Work to do: Every entry needs to be reproduced exactly.

——

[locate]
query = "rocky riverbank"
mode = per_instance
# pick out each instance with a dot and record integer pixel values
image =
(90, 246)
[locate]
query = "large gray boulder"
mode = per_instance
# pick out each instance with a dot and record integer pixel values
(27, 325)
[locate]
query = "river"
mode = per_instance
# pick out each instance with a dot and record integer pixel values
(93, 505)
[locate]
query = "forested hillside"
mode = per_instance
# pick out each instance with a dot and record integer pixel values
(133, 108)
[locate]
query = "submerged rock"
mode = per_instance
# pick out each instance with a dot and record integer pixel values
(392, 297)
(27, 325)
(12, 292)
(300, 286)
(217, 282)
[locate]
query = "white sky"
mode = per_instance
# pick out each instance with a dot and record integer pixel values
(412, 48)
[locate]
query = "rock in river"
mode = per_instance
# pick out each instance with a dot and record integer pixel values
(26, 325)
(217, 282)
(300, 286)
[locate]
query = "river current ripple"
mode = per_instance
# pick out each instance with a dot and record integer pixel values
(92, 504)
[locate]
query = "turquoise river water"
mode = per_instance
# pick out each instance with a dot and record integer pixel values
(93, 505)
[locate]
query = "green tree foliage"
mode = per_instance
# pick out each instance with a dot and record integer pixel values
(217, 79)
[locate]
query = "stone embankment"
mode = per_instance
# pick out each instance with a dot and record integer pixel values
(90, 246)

——

The reply:
[locate]
query = "rocky riverbank"
mode = per_instance
# pick out each instance with a dot and record integer pixel values
image =
(90, 246)
[locate]
query = "large gray boulder"
mode = per_instance
# pick out each instance with a dot and record integer pixel values
(27, 325)
[locate]
query = "river"
mode = per_instance
# pick out each instance with a dot and record integer pixel values
(93, 505)
[locate]
query = "forested hillside"
mode = per_instance
# pick out each instance with a dot and record integer pixel values
(133, 108)
[locate]
query = "submerged rock"
mode = per_instance
# pick out each instance with a dot and record integer pixel values
(392, 297)
(27, 325)
(12, 292)
(300, 286)
(217, 282)
[locate]
query = "white sky"
mode = per_instance
# pick out each instance with a dot and record integer pixel values
(412, 48)
[locate]
query = "rock in river"
mode = per_instance
# pick out each instance with a dot and record integer pixel values
(26, 325)
(217, 282)
(300, 286)
[locate]
query = "river current ripple"
mode = per_instance
# pick out each instance with a dot and record integer pixel values
(92, 504)
[locate]
query = "turquoise river water"
mode = per_instance
# pick out each instance with a dot and record integer pixel values
(93, 505)
[locate]
query = "green tree foliage"
mode = per_instance
# pick out each instance with a dot and record integer pixel values
(217, 79)
[locate]
query = "stone embankment"
mode = per_instance
# pick out each instance with a dot and record integer pixel values
(90, 246)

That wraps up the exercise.